● **Exercise description**: Going down the data below, set down exactly the line with "Guideline — for every instance of the bracelet, put" and each line after it through the line with "Guideline — for every instance of the reverse"; no other lines.

● **Extracted entries**:
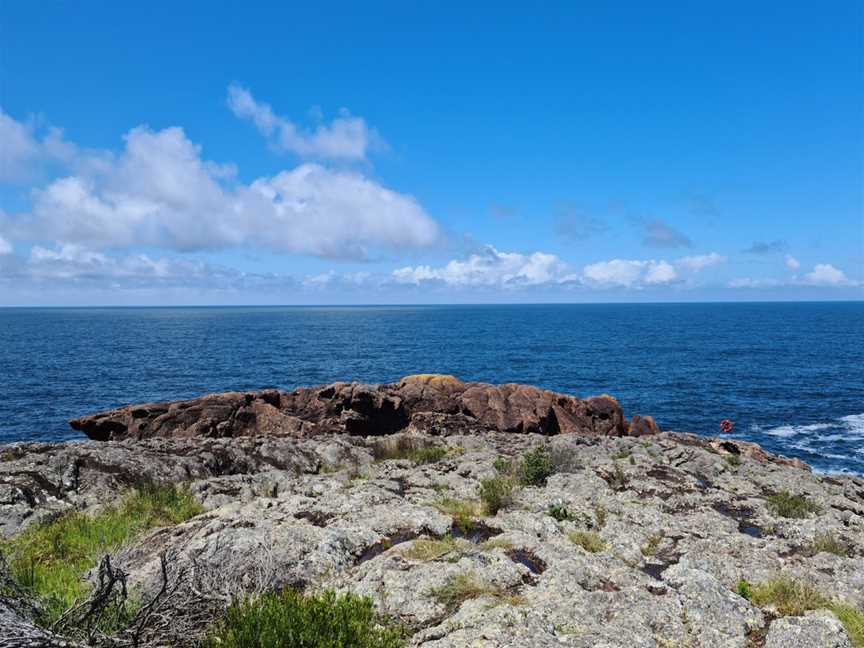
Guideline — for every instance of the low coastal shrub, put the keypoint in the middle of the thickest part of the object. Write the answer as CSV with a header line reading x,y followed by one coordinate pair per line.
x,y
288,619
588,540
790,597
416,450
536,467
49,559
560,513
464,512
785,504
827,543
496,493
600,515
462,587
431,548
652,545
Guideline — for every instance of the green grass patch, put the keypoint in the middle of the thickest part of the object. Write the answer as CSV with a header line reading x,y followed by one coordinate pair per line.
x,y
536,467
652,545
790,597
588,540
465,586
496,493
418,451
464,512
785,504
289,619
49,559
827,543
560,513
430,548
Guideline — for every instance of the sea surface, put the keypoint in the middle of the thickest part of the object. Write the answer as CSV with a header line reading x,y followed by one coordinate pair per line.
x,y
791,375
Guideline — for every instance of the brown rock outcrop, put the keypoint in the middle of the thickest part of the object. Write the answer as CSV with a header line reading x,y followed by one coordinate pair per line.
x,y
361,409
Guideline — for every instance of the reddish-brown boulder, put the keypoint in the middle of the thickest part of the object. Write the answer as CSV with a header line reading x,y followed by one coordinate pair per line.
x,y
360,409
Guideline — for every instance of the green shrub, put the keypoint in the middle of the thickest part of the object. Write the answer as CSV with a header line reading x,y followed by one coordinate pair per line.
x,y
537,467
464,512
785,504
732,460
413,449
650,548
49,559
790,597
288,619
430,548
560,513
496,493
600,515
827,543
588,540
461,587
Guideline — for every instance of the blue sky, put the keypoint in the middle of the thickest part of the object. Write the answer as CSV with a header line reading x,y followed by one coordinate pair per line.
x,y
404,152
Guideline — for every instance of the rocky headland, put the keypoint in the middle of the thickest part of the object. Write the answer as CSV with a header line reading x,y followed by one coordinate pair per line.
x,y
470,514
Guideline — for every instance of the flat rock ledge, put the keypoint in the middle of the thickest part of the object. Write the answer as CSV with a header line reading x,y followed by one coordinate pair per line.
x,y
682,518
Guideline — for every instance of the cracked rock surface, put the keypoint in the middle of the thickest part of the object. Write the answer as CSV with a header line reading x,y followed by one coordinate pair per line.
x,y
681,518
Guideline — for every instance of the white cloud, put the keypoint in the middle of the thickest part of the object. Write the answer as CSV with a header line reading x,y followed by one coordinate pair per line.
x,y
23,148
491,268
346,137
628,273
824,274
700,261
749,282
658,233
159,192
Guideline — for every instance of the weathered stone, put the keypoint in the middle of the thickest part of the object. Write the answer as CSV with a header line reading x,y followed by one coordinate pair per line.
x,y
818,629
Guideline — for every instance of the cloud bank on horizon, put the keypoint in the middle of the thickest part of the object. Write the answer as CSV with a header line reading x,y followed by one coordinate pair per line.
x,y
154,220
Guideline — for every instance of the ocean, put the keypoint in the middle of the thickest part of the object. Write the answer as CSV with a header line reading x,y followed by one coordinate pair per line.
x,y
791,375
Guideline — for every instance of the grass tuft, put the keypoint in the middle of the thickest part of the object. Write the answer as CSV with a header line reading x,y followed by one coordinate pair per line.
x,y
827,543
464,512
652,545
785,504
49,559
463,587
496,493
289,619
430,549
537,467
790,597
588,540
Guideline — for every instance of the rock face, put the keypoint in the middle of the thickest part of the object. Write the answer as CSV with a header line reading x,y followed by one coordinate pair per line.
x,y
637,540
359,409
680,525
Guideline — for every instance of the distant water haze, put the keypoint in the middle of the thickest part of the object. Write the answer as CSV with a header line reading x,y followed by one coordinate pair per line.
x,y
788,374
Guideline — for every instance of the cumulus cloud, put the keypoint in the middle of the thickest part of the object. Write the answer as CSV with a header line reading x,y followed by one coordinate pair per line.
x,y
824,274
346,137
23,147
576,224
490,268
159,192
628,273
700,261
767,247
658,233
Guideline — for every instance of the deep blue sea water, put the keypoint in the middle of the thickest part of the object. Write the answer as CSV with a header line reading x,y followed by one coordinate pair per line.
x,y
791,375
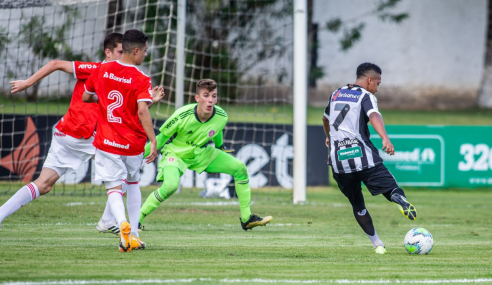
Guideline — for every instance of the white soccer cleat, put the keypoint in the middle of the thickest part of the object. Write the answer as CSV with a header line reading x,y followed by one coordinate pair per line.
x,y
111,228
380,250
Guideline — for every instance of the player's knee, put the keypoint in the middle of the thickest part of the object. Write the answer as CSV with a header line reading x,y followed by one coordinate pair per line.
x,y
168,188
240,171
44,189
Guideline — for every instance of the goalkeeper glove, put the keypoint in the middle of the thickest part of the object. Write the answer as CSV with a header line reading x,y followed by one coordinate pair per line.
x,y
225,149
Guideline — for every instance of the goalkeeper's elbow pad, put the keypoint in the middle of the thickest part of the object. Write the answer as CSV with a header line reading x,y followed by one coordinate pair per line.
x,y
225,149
--
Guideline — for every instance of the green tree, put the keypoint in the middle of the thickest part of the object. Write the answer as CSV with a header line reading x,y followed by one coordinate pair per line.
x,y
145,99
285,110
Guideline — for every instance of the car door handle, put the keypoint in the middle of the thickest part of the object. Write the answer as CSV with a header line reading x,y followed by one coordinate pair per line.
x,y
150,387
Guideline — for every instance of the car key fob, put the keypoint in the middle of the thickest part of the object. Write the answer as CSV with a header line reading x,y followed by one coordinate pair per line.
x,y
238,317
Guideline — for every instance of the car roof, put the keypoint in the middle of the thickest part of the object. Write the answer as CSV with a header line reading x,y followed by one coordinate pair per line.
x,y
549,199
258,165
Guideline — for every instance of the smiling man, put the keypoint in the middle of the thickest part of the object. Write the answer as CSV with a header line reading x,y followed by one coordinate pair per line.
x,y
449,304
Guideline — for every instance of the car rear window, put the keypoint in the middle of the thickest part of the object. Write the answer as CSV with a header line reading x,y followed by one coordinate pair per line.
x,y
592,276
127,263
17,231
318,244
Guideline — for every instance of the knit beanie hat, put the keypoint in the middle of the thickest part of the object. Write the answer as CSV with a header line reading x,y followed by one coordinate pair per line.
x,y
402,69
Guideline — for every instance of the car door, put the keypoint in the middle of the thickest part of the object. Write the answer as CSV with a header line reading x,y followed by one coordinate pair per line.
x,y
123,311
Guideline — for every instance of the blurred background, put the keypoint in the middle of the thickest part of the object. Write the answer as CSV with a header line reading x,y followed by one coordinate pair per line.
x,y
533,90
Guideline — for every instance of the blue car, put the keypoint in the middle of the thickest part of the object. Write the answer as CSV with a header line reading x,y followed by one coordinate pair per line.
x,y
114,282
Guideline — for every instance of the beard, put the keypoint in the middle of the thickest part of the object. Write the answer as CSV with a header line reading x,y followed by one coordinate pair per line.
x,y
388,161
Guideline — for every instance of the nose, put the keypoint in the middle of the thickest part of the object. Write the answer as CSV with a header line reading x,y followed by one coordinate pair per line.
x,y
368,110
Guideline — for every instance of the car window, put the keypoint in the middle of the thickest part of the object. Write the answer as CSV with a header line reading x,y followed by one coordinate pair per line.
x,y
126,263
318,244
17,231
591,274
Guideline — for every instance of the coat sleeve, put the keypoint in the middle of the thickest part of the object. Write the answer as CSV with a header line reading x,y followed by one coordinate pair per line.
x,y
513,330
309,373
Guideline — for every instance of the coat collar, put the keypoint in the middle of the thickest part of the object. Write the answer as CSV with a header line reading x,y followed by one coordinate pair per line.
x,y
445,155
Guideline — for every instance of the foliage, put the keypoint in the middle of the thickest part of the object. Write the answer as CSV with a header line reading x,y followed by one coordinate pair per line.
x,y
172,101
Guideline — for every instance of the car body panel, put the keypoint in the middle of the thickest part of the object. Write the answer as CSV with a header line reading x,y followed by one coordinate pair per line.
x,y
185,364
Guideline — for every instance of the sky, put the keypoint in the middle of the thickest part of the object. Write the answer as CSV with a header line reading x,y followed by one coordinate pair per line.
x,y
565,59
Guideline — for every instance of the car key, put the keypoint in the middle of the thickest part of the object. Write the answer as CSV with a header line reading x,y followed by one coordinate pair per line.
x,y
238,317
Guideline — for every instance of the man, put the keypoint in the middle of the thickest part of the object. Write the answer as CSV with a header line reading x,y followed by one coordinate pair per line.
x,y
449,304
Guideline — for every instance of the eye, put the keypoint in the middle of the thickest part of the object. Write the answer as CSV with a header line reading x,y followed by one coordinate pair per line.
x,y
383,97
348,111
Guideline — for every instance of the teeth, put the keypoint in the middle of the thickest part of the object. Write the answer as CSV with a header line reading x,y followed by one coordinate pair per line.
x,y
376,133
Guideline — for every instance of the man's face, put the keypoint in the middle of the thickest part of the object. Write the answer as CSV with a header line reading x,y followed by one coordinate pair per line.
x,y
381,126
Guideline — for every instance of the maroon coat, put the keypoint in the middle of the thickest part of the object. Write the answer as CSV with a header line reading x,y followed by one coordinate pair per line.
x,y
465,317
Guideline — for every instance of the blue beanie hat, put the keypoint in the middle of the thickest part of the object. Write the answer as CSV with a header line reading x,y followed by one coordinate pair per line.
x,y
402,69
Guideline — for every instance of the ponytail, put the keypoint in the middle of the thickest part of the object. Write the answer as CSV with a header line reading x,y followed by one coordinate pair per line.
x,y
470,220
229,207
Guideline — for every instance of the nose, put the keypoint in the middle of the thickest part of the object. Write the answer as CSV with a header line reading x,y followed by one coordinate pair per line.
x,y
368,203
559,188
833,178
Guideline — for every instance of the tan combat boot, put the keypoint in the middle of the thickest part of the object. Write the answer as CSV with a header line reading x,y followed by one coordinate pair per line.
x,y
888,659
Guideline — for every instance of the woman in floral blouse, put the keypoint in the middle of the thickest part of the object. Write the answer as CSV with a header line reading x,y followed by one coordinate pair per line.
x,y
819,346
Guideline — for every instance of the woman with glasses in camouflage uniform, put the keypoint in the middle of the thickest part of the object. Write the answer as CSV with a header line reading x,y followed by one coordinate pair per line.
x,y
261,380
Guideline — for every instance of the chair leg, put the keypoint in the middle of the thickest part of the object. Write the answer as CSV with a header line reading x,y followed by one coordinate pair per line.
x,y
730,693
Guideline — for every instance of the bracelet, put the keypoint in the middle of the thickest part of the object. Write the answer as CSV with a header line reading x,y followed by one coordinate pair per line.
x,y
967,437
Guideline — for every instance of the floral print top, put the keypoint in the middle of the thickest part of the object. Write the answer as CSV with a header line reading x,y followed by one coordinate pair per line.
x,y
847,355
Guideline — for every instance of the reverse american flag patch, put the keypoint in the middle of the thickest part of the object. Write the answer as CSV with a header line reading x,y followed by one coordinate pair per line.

● **Expected output**:
Guideline — for every instance of the bracelet, put the keypoint in the middle of the thickest part of the object. Write the answer as CSV with a header line reading x,y followed by one coordinate pair per line.
x,y
967,437
Guideline — for every instance of the floral print top, put the keypoint in the middle of the thickest part of the object. Write the answer as CSV with a header line reading x,y followed by one coordinate pair per line.
x,y
847,355
Guideline — for every instance of the reverse american flag patch, put the keypoint in the middle of the thickest part of the object. Write the answer as CSV with a header line reading x,y followed by one coordinate pair per line.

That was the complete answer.